#### DESCRIPTION OF THE TASK
Would you repeat every line of the data exactly?
─── DATA LISTING
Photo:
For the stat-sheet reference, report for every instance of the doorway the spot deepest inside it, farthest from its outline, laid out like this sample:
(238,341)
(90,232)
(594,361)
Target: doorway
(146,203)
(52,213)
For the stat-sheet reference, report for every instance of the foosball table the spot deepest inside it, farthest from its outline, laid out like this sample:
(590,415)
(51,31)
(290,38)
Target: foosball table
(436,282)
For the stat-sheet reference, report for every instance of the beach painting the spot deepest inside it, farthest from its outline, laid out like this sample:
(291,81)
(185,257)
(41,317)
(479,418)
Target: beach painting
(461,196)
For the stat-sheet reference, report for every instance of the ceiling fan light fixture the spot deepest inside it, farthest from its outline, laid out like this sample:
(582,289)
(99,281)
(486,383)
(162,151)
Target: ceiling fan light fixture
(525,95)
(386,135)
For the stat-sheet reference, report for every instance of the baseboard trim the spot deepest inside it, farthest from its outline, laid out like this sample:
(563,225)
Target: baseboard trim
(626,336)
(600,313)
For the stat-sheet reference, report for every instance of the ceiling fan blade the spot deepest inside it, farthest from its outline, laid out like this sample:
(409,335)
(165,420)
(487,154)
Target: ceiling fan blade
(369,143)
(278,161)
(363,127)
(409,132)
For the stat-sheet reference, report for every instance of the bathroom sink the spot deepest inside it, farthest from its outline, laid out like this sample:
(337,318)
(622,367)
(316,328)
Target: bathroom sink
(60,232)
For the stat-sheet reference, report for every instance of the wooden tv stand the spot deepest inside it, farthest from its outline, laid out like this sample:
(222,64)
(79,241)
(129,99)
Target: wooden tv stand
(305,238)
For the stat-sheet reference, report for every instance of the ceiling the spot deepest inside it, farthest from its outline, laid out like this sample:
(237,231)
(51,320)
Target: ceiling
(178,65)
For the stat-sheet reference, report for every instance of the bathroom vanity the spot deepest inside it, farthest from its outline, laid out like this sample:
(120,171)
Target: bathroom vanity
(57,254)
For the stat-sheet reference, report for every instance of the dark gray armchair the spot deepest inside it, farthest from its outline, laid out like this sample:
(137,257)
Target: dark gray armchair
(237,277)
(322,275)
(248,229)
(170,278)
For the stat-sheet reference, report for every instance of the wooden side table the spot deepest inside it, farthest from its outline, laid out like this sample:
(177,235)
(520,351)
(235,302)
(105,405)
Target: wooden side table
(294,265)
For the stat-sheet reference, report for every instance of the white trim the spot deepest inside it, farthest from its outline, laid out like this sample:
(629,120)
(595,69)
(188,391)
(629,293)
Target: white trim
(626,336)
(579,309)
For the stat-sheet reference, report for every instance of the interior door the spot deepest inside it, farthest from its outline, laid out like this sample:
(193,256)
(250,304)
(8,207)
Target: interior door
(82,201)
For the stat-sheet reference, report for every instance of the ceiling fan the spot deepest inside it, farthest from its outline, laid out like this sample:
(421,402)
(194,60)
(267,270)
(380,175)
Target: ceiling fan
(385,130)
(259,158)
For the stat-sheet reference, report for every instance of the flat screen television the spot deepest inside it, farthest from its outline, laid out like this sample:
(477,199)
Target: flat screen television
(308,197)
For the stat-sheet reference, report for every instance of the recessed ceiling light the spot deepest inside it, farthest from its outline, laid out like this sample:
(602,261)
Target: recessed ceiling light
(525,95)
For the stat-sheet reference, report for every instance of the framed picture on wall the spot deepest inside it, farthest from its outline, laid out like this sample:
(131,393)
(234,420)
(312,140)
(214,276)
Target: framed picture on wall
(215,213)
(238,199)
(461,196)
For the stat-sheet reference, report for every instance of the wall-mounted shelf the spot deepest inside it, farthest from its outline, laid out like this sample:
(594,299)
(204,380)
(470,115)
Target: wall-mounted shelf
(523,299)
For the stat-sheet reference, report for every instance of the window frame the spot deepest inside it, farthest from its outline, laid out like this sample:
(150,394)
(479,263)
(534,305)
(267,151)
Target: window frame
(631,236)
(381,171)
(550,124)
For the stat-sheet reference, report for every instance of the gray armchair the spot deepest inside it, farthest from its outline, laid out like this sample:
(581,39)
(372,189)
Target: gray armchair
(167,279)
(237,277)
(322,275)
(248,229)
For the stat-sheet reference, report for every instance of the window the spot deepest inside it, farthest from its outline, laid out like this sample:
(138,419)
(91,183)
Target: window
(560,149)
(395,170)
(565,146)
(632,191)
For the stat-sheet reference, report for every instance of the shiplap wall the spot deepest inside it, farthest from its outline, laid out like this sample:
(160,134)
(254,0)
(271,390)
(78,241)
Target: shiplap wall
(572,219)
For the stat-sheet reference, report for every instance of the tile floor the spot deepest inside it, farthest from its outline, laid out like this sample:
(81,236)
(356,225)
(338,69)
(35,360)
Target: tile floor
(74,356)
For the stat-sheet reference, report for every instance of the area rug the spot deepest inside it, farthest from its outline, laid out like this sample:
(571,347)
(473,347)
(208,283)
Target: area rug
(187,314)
──────
#### RESULT OF THIS TASK
Photo:
For the stat-sheet reference, report for every instance of the doorway the spot deepest inside it, farthest from its outline, laid out like this sample:
(238,341)
(90,232)
(594,361)
Target: doorway
(146,203)
(52,213)
For the stat-sheet reference, report for every instance of the foosball table the spot deepest inside it, farthest from its outline, laid out like this sample:
(590,415)
(51,31)
(290,38)
Target: foosball table
(436,282)
For the stat-sheet reference, report for every instance of the beach painting the spot deepest inside it, farthest from its outline, laid out like this sample:
(291,81)
(185,257)
(41,317)
(479,418)
Target: beach painting
(461,196)
For the stat-sheet reference, report for every instance of the ceiling fan light fixture the spot deepest inside it, farthest from its outline, laid out like this sample:
(582,289)
(99,281)
(486,383)
(162,151)
Target: ceiling fan light fixture
(525,95)
(386,135)
For the stat-sheet reference, report for every instance of the baseboard trim the spot deepest inside it, farthest from its outline, laid out like this sample:
(563,225)
Target: baseboard trim
(626,336)
(600,313)
For the stat-sheet reference, report for every instance of the ceiling fan blade the spot deepest inside it, farthest from its outline, laid out like this sample:
(409,335)
(165,420)
(487,154)
Target: ceiling fan blade
(369,143)
(278,161)
(363,127)
(409,132)
For the stat-sheet reference, report for every instance of the bathroom sink the spot deepest inside it, farthest from its outline, laid out like this sample:
(337,318)
(622,367)
(316,328)
Target: bathroom sink
(60,232)
For the stat-sheet reference, report for every instance of the wooden tv stand the spot deepest inside it, farthest from its outline, laid out like this sample:
(222,64)
(79,241)
(129,99)
Target: wooden tv stand
(305,238)
For the stat-sheet reference, report for every instance of the ceiling the spot deepest inside it, farthest from its outline, laid out like this sample:
(237,231)
(51,320)
Target: ceiling
(178,65)
For the stat-sheet reference, report for every instance of the bathroom vanity the spot deepest inside it, farthest from its outline, laid out like this sample:
(120,171)
Target: bathroom vanity
(57,254)
For the stat-sheet reference, report for every instance of the dark gray armchair the spot deepest inside it, farthest from its outline, laid out like this sample:
(137,257)
Target: dark gray armchair
(237,277)
(322,275)
(248,229)
(170,278)
For the stat-sheet reference, report for every instance of the wooden side table the spot deepest inside it, farthest from its outline, laid out like this sample:
(177,235)
(520,351)
(235,302)
(105,405)
Target: wooden side table
(294,265)
For the stat-sheet reference, report for every instance of the white trim the spot deepest inside it, farthest from its outline, laid out like this sample:
(629,120)
(595,69)
(188,391)
(629,293)
Target: white trim
(626,336)
(579,309)
For the stat-sheet reference, report for every instance of the interior door the spot deepest inside it, farthest from its outline, laid out like this sample:
(193,256)
(250,304)
(8,207)
Target: interior door
(82,201)
For the stat-sheet reference, report for every instance of the ceiling fan the spot deepest inside it, farthest from its outline, laid out like this sample:
(421,402)
(194,60)
(267,270)
(380,175)
Target: ceiling fan
(385,130)
(259,158)
For the stat-sheet reference, report for every instance of the flat screen television the spot deepest inside it, farthest from its outline, laid out like this sample:
(477,199)
Target: flat screen television
(308,197)
For the stat-sheet reference, report for every instance of the recessed ceiling light the spot deepest inside it, farthest from its outline, laid out like this sample:
(602,261)
Target: recessed ceiling light
(525,95)
For the stat-sheet reference, report for every instance of the framed picture on wall the spot deepest inside it, farthest from its outline, laid out like this sample:
(131,393)
(234,420)
(312,140)
(214,276)
Target: framed picture on wall
(215,213)
(238,199)
(461,196)
For the stat-sheet reference, report for every instance of the wall-mounted shelf the spot deepest inside it, farthest from its outline, laid out like this sample:
(594,299)
(204,380)
(470,115)
Target: wall-mounted shelf
(523,299)
For the stat-sheet reference, report for every instance of the window frame the spot deepest inside it, farthest from its outline, laid out like this sample:
(150,394)
(479,263)
(534,305)
(267,151)
Target: window frame
(631,236)
(381,171)
(550,124)
For the stat-sheet reference, report for every instance of the gray armchair the spot deepest inside it, farthest from its outline, laid out like this sample:
(581,39)
(372,189)
Target: gray armchair
(167,279)
(237,277)
(322,275)
(248,229)
For the stat-sheet reference, report for every instance of the window the spot deepest inside it, farthest from its outline, laid out like this sample:
(138,419)
(91,183)
Target: window
(560,149)
(395,170)
(565,146)
(632,191)
For the stat-sheet reference, report for every instance of the shiplap wall the spot deepest inside it, farthest from its outline, laid out like this sample:
(160,134)
(254,0)
(271,390)
(78,241)
Target: shiplap wall
(572,219)
For the stat-sheet reference, report for every instance of the tile floor the spot deepest inside it, farthest from its outline, laid out like this sample:
(81,236)
(356,225)
(338,69)
(35,360)
Target: tile floor
(74,356)
For the stat-sheet reference, report for every instance of the area rug the spot deepest inside it, farthest from its outline, laid out like this sample:
(571,347)
(473,347)
(208,283)
Target: area rug
(187,314)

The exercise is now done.